== What is needed ==
Print the stretch of the email reply about moving to RAC from "Sent from my" through "hit with surprises.", word for word.

>> start Page extract

Re: Moving to RAC`

  • From: Andrew Kerber <andrew.kerber@xxxxxxxxx>
  • To: "veeeraman@xxxxxxxxx" <veeeraman@xxxxxxxxx>
  • Date: Mon, 2 Mar 2015 11:48:00 -0600

I can't think of any way to simulate a RAC without building one.  Though you 
could virtualized it onto a single physical sever to get some idea. 

Sent from my iPad

> On Mar 2, 2015, at 11:26 AM, Ram Raman <veeeraman@xxxxxxxxx> wrote:
> 
> Thank you all. The cache related waits can be measured after we go live with 
> RAC. Is there any metric in the current single instance that can potentially 
> shed light on future behavior after RAC move or any tool that can simulate 
> RAC load? Or is the only way to find that out is to build a test cluster and 
> simulate a prod load in that test cluster using a tool like RAT?  Other tool 
> recommendations are welcome. We do not want to do go live with RAC and then 
> hit with surprises.

>> end Page extract
>> start Given data

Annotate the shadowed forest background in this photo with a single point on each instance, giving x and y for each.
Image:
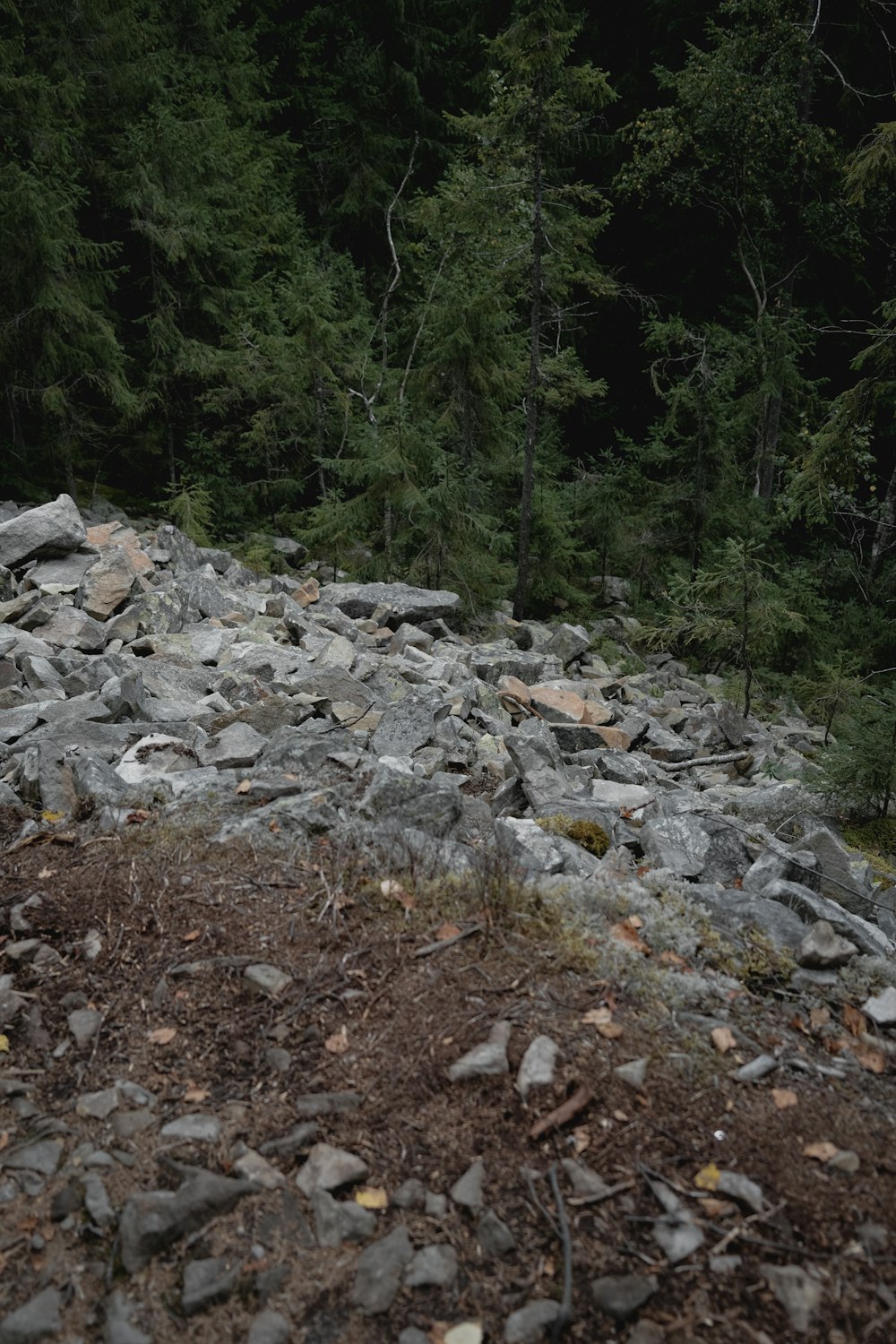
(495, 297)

>> end Given data
>> start Given data

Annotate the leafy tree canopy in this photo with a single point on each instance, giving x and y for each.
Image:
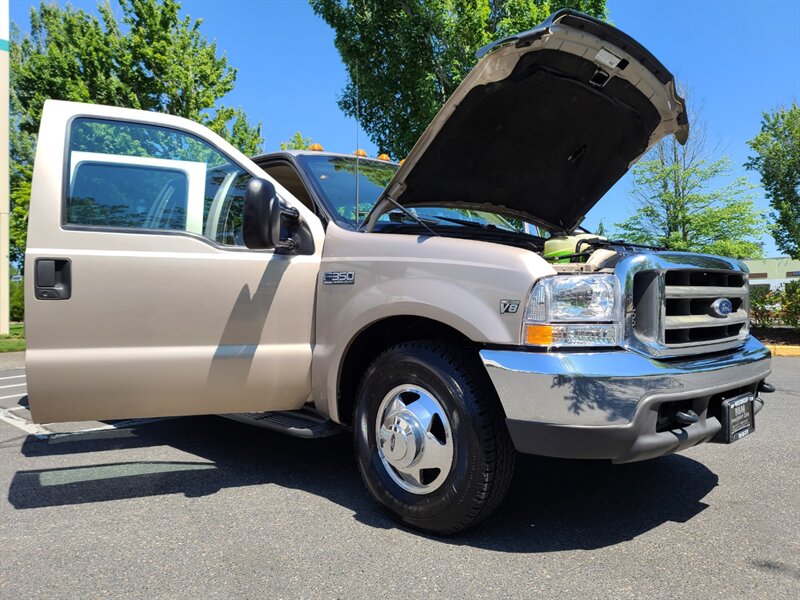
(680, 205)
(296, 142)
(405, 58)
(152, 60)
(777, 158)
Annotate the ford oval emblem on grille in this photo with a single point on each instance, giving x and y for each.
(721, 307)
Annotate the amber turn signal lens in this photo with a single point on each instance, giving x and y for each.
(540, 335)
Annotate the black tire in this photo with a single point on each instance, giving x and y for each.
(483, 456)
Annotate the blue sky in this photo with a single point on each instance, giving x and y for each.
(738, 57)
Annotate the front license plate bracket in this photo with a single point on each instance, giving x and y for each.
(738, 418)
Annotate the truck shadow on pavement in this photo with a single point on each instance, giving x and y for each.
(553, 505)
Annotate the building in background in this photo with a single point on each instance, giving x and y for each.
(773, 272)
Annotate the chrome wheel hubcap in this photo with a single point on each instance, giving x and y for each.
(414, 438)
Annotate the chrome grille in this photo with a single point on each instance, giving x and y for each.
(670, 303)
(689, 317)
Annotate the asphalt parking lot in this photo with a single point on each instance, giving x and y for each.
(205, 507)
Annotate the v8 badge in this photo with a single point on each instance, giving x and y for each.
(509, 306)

>> end Given data

== Task result ==
Sent from my iPad

> On Mar 2, 2015, at 11:26 AM, Ram Raman <veeeraman@xxxxxxxxx> wrote:
> 
> Thank you all. The cache related waits can be measured after we go live with 
> RAC. Is there any metric in the current single instance that can potentially 
> shed light on future behavior after RAC move or any tool that can simulate 
> RAC load? Or is the only way to find that out is to build a test cluster and 
> simulate a prod load in that test cluster using a tool like RAT?  Other tool 
> recommendations are welcome. We do not want to do go live with RAC and then 
> hit with surprises.